*ASSIGNED TASK*
Leave out the images; return the rest of the data exactly.

*PROVIDED DATA*
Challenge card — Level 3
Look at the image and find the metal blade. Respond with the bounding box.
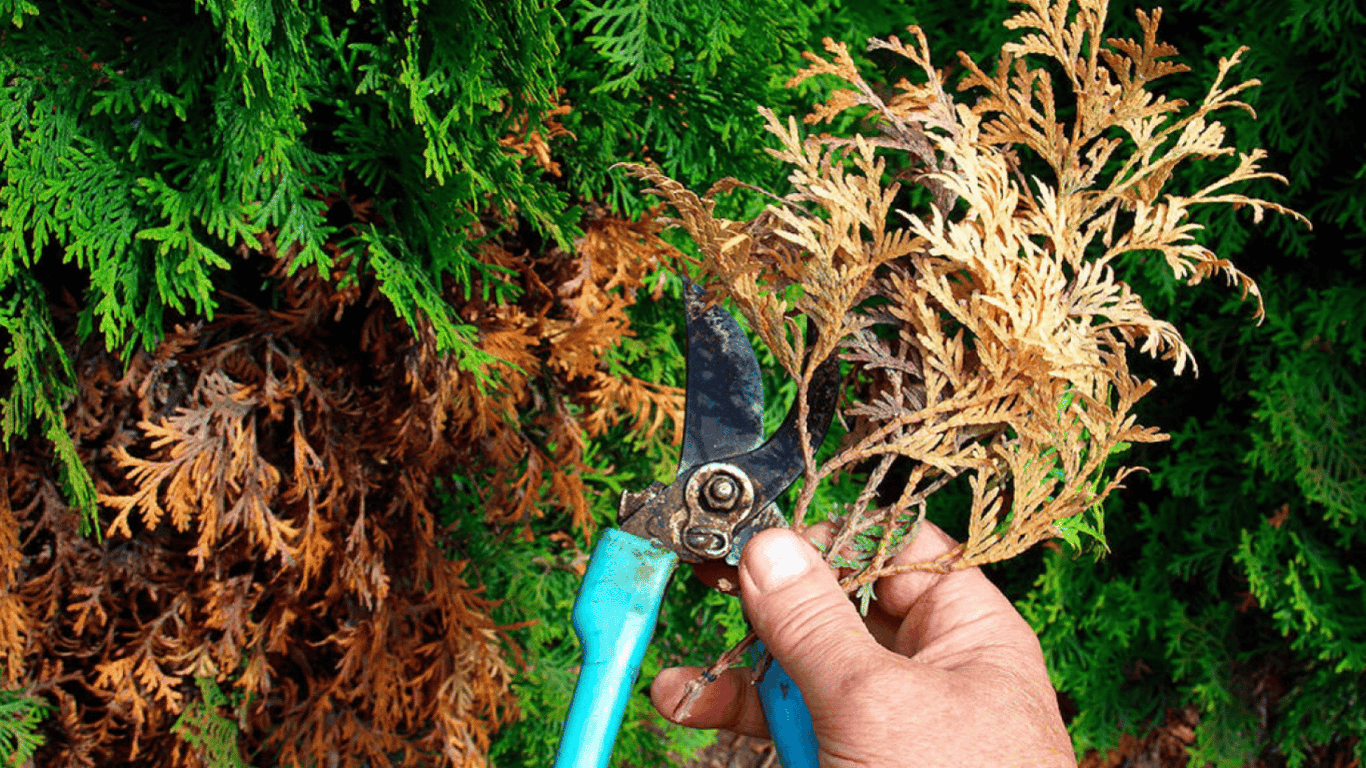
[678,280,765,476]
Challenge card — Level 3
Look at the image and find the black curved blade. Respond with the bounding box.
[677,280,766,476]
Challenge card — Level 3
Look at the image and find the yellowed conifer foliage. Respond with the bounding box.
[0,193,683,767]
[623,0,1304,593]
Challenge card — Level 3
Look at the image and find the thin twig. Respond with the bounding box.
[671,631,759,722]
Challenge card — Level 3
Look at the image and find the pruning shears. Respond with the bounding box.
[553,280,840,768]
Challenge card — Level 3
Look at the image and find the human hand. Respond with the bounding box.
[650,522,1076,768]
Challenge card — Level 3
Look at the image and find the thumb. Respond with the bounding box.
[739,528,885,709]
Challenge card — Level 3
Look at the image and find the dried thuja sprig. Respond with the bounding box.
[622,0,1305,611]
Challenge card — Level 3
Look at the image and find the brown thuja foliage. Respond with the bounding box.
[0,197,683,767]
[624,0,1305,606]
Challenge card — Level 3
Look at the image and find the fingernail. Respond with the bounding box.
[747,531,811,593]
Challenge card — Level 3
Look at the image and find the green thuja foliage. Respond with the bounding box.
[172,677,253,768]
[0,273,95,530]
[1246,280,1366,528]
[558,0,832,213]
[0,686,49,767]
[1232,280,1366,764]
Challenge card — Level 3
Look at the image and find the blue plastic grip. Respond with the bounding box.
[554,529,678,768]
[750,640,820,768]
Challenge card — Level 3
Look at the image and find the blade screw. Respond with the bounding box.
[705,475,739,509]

*RESPONSE FOR THIS EXERCISE*
Challenge card — Level 3
Look at the image and find the metal blade. Respond with the bounding box.
[678,280,765,476]
Challenge card — Level 3
Look at the image and find the black curved blade. Respond with the bounding box.
[677,280,766,476]
Challenge card — Level 3
Look at the image and find the yellowed conifer foliage. Respond with the bounding box.
[0,193,683,767]
[623,0,1304,593]
Challenge card — Level 3
Look at the image and find the thin twig. Respond with the bounding box.
[671,631,759,722]
Challenge card — Level 3
Look at the image and find the pruning shears. Respond with the bounding box.
[553,280,840,768]
Challenge card — Level 3
Look at the image and find the human hand. Respond with the bounding box.
[650,522,1076,768]
Challenge card — Level 3
Look at the image and find the thumb. Respond with the bounding box.
[739,528,885,709]
Challenge card — Level 3
Look at the image and find the dried thuja sprig. Respond with the bounding box.
[622,0,1305,611]
Challenge card — Level 3
Look at the image and find the brown thuja foliage. Respond with the bounding box.
[0,197,683,767]
[624,0,1305,606]
Challenge card — Level 3
Look at the image and find the fingernail. Respond with the bounding box.
[747,531,811,593]
Challenge card — Level 3
Look at the image and find the green thuja foliage. Respond with the bounding box.
[172,677,253,768]
[0,273,95,530]
[1246,280,1366,528]
[558,0,832,213]
[0,686,49,767]
[1232,280,1366,764]
Challenge card — Level 3
Look at the image and find the blue plastic grip. Respond with the bounding box.
[554,529,678,768]
[750,640,820,768]
Challenge card — Level 3
Look at the image and find the blade screw. Respond with the bounding box.
[705,475,739,509]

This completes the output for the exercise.